## Задания
1 – Воспроизведите без изменений фрагмент текста о Чаадаеве: начните со слов «Социальная мистика Петра» и остановитесь после слов «Рассказывает Кирилл Забелин.».
2 – Ответьте по тексту о Чаадаеве на вопросы:
(а) В каком году родился Чаадаев?
(б) Чьим прототипом назван Чаадаев?
(в) Состояние русской мысли какого периода названо полотном, на котором развернулся гений Чаадаева?
3 – Допишите текст о Чаадаеве, начав сразу после его последнего предложения.

Социальная мистика Петра Чаадаева. Почему самый известный русский западник был славянофилом до славянофильства
Петра Яковлевича Чаадаева почитают за духовного отца отечественного либерализма, он — намоленная икона ортодоксального русского западничества. Общепринято, что славянофильство родилось как ответ на чаадаевские выпады. Почему эти суждения о Чаадаеве справедливы, но не истинны? Кем на самом деле был прототип Чацкого и самый известный безумец в истории русской мысли? И о чем, наконец, его «Философические письма»? Рассказывает Кирилл Забелин.
«Басманный философ», как его прозовут современники, родился при Екатерине II, в 1794 году. Интеллектуальное взросление Чаадаева пришлось на правление Александра I, который, как известно, вступал на престол с идеей всеобъемлющей либерализации порядков. Осуществил свою задумку Александр лишь отчасти, но образованное общество уже было взволновано повеявшей свободой. Новое время потребовало новых героев. И «Философические письма» — наделавшие так много шуму, что их автора пришлось объявить умалишенным — пришлись точно по адресу. Что же великого и ужасного эпоха разглядела в фигуре Чаадаева и чем он так пленял современников?
Кому война, а кому — окно в Европу
Вырезать свое имя на теле русской мысли — для этого нужно быть блестящим интеллектуальным маньяком. Но как текст не существует без контекста, так и чаадаевским письменам не на чем было бы проступить, не будь того полотна, на котором развернулся его бескомпромиссный гений. Речь о состоянии русской мысли в первой трети XIX века.

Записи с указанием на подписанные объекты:
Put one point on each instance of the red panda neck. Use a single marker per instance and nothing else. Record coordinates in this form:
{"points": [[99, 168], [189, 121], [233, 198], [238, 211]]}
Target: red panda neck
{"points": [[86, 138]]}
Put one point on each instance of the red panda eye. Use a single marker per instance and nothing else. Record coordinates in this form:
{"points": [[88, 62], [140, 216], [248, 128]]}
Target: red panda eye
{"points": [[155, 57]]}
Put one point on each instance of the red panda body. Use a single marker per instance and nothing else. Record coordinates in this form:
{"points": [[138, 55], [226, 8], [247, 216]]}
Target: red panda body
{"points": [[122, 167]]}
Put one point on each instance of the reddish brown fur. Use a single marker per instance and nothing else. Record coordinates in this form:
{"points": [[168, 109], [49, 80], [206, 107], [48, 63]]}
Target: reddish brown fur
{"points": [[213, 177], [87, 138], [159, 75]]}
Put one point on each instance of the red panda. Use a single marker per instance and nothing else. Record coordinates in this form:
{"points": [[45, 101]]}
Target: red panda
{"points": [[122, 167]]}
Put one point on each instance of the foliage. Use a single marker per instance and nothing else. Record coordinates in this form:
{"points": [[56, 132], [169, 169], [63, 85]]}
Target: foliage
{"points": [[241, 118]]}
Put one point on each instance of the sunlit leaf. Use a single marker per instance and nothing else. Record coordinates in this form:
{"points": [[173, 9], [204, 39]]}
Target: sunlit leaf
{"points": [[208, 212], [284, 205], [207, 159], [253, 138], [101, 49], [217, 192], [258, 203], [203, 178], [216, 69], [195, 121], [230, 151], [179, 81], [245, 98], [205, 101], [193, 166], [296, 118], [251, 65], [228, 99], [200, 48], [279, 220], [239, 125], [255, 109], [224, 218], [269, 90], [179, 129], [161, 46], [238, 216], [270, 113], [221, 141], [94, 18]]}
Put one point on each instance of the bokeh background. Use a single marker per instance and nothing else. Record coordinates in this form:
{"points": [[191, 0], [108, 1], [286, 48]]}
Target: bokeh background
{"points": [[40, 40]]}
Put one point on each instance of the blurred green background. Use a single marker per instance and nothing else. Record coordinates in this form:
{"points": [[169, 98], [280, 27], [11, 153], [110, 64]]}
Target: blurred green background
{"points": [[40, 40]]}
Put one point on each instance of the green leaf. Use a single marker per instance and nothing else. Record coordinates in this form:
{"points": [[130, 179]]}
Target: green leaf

## Ответы к заданиям
1 –
Социальная мистика Петра Чаадаева. Почему самый известный русский западник был славянофилом до славянофильства
Петра Яковлевича Чаадаева почитают за духовного отца отечественного либерализма, он — намоленная икона ортодоксального русского западничества. Общепринято, что славянофильство родилось как ответ на чаадаевские выпады. Почему эти суждения о Чаадаеве справедливы, но не истинны? Кем на самом деле был прототип Чацкого и самый известный безумец в истории русской мысли? И о чем, наконец, его «Философические письма»? Рассказывает Кирилл Забелин.

2 –
(а) В 1794 году.
(б) Прототипом Чацкого.
(в) Первой трети XIX века.

3 –
Важным рубежом в исканиях элит выступил антинаполеоновский поход русской армии 1813–1814 годов. Спустя почти сто лет со времен Петра окно в Европу было прорублено во второй раз. Теперь — силой русского оружия. Возвращаясь из-за границы, военная аристократия привезла с собой целый букет «благих намерений». Ими она и принялась устилать русские дороги — в светлое будущее. Веяния рационализма, энциклопедизма и республиканизма, масонство, щедро приправленное мистицизмом и католицизмом, — всё это заиграло у нас новыми красками, приобрело пресловутый национальный колорит. Русское высшее общество отправилось в кресла светских салонов, разбрелось по кружкам. Чаадаев на тот момент держался вполне в рамках дискурса и владел материалом гораздо лучше, чем многие из его товарищей: он перенес прививку Просвещения еще в университетские годы и уже скорее сам распоряжался этими идеями, чем был в их распоряжении. Об этом говорит как состав его первой библиотеки, так и его близкий приятель и, между прочим, поклонник — Александр Пушкин. Молодой поэт сетовал: «Чаадаев хотел вдолбить мне в голову Локка».
Романтическая растворенность во всем передовом и европейском нередко сочеталась с известной долей наивности, переходящей в восторженность. Всё это уже тогда формировало ум Чаадаева холодным и скептическим.
«Царство блестящего дилетантизма по всем предметам и вопросам, выдвинутым вперед европейской жизнью», — писал об этом времени литературный критик П. В. Анненков.
О «европейском брожении» русского общества того времени писал историк литературы Александр Пыпин — кстати, двоюродный брат Николая Чернышевского. Настроения колебались «от крайнего пиэтизма до крайнего политического свободомыслия». И это было общим симптомом.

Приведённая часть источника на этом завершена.